§ **What is required**:
Which lines in the listing below contain the string "floor"? Report each of those lines in full, matching case exactly.
------------------------------------------------------------
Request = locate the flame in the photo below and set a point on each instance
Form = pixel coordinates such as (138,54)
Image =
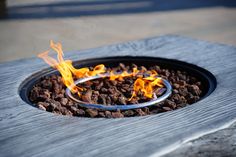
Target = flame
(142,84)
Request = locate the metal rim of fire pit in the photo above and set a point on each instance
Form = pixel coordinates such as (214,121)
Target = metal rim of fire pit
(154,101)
------------------------------------------------------------
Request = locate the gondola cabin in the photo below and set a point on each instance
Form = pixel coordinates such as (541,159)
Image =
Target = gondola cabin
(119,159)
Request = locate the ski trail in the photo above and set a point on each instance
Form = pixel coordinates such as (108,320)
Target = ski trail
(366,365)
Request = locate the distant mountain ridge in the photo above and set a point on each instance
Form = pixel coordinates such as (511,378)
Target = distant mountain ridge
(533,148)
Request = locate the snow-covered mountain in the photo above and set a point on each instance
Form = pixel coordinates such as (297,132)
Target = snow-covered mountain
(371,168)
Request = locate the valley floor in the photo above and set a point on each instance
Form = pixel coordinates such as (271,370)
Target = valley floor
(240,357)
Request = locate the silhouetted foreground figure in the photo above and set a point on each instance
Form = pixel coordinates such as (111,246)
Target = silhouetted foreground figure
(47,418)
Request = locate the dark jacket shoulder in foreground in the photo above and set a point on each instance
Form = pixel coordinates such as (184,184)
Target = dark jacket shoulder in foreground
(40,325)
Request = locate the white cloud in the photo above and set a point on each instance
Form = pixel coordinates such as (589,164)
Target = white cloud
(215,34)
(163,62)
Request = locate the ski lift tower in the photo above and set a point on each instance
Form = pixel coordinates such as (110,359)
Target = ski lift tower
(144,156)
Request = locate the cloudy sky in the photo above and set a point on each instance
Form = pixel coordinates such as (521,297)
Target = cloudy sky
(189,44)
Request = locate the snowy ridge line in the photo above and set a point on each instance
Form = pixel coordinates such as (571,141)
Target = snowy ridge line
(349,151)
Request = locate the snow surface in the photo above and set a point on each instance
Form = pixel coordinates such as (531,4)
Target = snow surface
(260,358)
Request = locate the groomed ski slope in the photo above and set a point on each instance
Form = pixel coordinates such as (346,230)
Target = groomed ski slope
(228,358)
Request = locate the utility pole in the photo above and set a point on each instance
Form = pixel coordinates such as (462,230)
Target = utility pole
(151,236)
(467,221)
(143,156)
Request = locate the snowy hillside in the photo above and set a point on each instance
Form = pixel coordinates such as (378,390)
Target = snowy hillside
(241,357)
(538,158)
------------------------------------------------------------
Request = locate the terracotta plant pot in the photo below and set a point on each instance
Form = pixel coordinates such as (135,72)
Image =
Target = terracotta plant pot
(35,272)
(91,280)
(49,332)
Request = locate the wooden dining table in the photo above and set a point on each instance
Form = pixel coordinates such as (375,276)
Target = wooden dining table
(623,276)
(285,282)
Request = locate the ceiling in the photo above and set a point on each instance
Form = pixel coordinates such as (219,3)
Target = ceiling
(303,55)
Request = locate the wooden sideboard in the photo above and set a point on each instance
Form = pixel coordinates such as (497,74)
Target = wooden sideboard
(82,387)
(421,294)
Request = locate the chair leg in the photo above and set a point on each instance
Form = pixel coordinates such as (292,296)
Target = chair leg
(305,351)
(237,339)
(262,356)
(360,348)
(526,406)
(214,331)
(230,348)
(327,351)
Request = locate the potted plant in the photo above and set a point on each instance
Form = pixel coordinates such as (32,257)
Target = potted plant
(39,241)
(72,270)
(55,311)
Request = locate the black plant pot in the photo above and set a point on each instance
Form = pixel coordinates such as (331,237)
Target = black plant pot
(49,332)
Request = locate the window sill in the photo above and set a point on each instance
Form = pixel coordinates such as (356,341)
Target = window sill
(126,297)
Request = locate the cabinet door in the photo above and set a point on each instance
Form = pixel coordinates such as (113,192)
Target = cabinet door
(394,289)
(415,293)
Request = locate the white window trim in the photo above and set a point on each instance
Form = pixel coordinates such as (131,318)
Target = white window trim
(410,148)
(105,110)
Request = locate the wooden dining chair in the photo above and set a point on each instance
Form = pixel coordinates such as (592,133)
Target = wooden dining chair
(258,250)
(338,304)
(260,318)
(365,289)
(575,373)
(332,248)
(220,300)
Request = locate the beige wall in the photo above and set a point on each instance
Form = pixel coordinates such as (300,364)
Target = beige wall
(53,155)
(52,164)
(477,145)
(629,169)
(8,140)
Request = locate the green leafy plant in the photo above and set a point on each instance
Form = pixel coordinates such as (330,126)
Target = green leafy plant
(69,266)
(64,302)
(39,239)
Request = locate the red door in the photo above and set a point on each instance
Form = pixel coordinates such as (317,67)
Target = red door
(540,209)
------------------------------------------------------------
§ **Answer**:
Request = locate the valley floor in the photo above and set a point on each instance
Target = valley floor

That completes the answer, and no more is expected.